=== Section Start ===
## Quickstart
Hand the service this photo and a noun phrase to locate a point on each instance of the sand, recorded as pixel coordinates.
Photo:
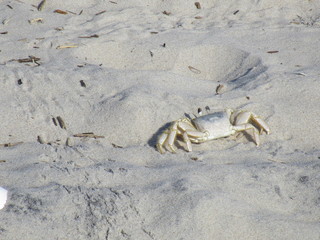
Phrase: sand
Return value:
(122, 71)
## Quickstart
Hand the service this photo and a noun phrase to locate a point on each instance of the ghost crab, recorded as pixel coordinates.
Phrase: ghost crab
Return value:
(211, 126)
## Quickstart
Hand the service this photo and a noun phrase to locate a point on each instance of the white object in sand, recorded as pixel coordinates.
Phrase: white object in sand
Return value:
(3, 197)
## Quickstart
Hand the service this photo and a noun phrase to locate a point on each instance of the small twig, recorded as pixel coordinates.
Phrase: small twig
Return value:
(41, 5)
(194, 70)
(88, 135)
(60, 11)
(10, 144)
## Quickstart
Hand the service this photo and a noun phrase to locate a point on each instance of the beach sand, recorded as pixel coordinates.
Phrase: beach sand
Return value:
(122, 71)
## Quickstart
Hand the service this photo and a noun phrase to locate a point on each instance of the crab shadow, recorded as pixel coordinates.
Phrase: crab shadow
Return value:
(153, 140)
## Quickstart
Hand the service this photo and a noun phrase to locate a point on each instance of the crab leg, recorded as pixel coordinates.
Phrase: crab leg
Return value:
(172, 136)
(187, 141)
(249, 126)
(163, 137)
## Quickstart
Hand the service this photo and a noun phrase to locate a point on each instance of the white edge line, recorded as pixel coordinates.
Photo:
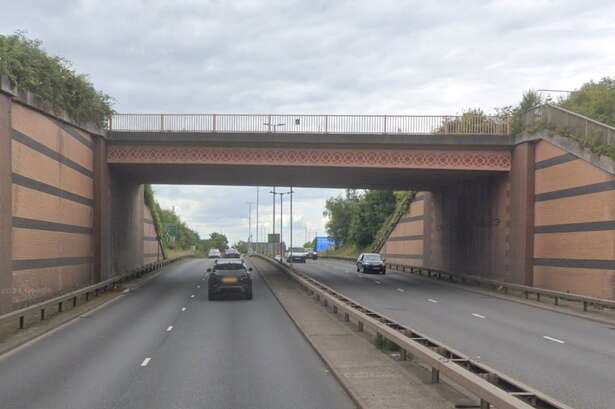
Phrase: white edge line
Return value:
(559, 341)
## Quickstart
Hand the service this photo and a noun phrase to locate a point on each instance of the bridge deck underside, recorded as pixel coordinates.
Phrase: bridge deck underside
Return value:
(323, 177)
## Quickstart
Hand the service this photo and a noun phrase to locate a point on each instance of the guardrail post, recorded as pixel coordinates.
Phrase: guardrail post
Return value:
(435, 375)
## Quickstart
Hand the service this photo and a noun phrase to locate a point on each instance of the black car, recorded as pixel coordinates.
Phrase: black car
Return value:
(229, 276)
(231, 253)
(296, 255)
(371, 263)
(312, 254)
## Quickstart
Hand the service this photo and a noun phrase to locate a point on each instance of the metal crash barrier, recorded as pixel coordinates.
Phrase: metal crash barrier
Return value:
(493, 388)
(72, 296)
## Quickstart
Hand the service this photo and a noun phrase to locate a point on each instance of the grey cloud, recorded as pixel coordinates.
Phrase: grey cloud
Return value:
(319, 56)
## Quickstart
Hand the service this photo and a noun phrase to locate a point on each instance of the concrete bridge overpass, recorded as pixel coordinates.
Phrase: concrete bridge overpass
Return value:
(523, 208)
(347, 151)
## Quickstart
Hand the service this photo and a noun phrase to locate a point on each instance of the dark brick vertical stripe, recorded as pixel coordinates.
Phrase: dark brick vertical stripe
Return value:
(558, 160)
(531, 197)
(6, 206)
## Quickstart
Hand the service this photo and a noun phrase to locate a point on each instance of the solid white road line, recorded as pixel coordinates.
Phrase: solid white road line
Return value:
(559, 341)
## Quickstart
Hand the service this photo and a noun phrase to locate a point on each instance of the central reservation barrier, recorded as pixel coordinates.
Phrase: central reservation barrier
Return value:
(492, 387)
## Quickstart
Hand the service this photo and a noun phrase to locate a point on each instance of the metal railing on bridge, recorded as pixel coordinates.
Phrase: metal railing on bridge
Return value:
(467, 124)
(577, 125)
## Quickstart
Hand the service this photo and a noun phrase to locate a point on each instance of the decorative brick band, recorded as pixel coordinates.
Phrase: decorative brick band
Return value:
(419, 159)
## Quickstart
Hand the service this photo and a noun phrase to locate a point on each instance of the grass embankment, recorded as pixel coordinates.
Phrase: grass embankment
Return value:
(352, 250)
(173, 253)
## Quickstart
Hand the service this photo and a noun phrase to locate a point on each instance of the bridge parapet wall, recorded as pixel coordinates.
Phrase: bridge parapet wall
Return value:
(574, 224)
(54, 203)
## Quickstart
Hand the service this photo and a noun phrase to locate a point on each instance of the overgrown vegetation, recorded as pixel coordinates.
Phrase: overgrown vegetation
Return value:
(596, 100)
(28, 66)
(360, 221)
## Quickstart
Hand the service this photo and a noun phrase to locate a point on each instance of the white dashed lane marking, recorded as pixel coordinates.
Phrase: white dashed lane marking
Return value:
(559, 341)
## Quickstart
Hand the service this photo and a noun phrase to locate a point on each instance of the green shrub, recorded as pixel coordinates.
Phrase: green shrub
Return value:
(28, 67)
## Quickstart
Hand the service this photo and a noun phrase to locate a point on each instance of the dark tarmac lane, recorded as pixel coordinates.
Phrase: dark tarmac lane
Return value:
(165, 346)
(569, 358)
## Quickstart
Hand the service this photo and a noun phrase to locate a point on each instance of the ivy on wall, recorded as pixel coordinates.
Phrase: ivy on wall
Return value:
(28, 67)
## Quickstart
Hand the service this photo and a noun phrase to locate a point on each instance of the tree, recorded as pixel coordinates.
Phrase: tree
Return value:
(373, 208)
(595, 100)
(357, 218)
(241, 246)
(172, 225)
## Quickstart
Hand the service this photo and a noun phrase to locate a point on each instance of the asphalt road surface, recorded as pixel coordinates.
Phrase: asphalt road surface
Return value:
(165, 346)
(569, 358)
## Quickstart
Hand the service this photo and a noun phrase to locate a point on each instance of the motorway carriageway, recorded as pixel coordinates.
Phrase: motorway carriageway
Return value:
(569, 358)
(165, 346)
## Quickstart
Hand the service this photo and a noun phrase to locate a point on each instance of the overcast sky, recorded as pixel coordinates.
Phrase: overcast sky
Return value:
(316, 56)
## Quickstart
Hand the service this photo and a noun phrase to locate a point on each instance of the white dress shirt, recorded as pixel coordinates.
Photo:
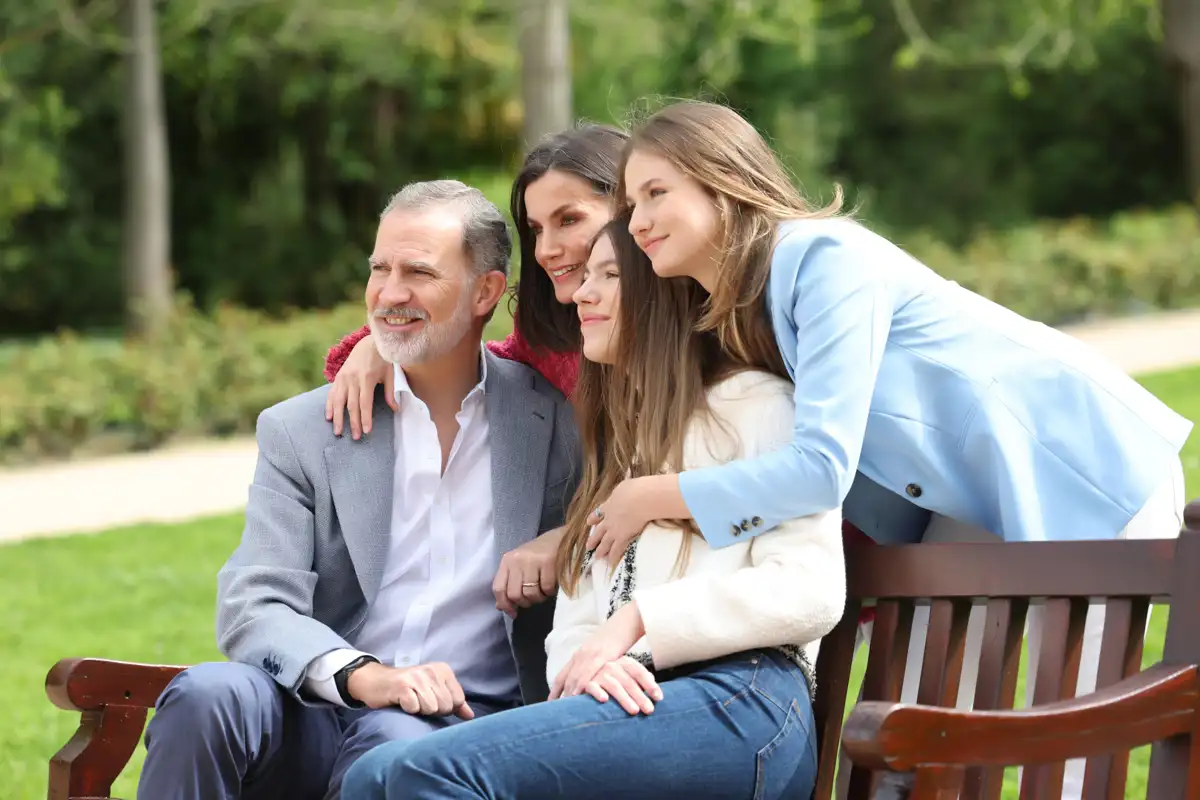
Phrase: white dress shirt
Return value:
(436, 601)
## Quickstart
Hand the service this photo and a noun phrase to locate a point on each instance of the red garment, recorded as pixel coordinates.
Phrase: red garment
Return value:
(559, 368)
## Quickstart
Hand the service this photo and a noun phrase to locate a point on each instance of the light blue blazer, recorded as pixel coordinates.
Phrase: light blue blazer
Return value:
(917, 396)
=== Section End ===
What is needed: Copy out each line of the records where the string "post" appears.

Output of the task:
Hand the service this photo and a noun phrase to locate a point on each instance of the guardrail post, recorded as pixel coordinates.
Phrase: guardrail post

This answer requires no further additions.